- [PROVIDED DATA]

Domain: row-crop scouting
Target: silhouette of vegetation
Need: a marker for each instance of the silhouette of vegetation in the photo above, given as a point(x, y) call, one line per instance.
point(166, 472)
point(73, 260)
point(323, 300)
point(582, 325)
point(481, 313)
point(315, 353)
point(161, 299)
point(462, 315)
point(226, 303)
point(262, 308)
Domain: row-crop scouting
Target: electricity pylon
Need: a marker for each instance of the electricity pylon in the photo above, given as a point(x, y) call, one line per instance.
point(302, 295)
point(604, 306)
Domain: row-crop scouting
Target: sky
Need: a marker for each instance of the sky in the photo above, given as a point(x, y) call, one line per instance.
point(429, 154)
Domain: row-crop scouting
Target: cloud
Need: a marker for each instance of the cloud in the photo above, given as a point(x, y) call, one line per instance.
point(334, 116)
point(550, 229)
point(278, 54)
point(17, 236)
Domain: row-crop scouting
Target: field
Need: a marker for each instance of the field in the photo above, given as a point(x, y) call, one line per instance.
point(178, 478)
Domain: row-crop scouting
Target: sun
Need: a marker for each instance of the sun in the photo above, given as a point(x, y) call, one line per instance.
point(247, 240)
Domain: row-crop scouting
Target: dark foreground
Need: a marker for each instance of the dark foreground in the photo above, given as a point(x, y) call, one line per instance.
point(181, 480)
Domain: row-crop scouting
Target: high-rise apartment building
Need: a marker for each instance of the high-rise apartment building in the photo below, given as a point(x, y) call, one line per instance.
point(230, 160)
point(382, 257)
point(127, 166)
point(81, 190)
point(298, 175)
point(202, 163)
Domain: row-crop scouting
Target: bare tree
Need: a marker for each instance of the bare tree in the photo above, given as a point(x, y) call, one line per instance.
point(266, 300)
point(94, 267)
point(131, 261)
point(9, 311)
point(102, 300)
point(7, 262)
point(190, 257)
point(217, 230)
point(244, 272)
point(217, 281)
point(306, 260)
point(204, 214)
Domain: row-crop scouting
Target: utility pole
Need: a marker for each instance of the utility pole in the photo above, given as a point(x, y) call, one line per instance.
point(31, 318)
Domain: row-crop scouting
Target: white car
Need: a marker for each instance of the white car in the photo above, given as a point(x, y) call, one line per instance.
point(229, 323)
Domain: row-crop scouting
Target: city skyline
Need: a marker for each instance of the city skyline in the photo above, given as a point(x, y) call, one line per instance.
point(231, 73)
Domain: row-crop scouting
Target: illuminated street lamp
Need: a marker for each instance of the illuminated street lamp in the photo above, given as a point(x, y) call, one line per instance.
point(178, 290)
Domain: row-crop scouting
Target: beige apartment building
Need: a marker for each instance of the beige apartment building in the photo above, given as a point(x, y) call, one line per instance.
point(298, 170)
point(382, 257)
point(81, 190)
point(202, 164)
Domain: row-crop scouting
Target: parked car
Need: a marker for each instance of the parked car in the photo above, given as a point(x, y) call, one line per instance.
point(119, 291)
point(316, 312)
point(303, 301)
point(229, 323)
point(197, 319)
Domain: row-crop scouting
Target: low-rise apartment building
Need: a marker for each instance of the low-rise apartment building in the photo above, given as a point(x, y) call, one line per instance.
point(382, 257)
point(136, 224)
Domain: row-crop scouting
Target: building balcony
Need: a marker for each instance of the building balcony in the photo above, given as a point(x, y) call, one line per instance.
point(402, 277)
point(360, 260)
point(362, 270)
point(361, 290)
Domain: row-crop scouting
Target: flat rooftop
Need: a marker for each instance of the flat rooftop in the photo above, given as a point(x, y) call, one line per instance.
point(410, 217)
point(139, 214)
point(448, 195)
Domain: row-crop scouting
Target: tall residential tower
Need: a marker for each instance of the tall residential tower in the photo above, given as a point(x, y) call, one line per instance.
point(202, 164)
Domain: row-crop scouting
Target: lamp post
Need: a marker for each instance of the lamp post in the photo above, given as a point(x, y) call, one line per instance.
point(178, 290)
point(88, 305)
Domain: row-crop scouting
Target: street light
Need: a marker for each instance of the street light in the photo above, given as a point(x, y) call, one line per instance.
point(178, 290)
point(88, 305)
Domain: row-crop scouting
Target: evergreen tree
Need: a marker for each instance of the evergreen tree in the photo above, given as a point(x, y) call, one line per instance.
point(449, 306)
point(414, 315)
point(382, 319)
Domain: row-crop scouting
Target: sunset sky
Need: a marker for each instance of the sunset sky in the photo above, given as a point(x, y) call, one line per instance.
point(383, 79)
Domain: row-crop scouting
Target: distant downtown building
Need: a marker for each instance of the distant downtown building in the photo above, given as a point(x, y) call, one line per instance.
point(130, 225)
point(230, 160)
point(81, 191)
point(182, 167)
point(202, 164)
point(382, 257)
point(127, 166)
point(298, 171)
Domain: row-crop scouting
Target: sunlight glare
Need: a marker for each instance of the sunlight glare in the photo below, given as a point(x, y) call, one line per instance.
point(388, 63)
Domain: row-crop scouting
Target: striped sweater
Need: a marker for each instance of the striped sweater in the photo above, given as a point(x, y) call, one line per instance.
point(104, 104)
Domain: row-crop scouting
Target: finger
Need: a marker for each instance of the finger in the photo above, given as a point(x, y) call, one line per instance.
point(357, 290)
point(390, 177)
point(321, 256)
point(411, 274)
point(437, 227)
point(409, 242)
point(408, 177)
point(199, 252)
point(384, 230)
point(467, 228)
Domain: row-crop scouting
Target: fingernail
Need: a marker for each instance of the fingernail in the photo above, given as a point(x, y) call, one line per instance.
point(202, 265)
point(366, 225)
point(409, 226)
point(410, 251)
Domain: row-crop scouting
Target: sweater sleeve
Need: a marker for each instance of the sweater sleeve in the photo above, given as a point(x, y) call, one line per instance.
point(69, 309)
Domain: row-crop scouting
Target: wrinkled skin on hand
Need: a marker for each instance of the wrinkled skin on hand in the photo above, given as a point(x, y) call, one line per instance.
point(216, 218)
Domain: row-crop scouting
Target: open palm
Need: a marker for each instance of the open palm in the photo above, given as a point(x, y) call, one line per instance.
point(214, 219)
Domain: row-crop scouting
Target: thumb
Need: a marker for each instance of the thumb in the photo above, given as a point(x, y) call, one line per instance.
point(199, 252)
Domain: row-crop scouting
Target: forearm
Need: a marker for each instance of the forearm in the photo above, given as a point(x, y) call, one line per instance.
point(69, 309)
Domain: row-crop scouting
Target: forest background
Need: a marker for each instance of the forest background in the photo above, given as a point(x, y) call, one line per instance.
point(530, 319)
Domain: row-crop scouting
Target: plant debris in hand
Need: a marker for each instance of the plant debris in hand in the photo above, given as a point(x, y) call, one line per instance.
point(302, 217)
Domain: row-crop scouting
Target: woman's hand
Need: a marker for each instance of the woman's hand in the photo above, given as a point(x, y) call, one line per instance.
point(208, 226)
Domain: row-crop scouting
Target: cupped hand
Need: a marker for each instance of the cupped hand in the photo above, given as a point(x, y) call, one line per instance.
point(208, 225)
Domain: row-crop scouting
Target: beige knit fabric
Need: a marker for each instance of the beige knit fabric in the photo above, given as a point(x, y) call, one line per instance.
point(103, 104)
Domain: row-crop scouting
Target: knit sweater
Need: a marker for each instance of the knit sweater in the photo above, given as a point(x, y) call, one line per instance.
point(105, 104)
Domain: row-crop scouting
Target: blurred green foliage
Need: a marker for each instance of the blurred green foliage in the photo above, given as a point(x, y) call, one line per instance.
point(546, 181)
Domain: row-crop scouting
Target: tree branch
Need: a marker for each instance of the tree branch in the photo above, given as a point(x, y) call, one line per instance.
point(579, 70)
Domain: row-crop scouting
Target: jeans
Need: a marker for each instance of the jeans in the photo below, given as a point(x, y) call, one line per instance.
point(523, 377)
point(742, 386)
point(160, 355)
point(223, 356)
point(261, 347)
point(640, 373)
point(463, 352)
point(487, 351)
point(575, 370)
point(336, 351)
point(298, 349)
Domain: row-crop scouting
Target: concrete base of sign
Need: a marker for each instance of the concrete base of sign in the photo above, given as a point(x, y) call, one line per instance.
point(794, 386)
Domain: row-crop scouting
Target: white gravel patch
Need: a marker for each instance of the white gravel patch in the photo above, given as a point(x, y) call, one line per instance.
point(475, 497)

- [YOUR INSTRUCTIONS]
The answer must hold exactly the lines of the entries above, from the first line through the line that contains "Target: silhouette of vegetation", and no others.

- [EXERCISE RESPONSE]
Domain: row-crop scouting
Target: silhouette of vegetation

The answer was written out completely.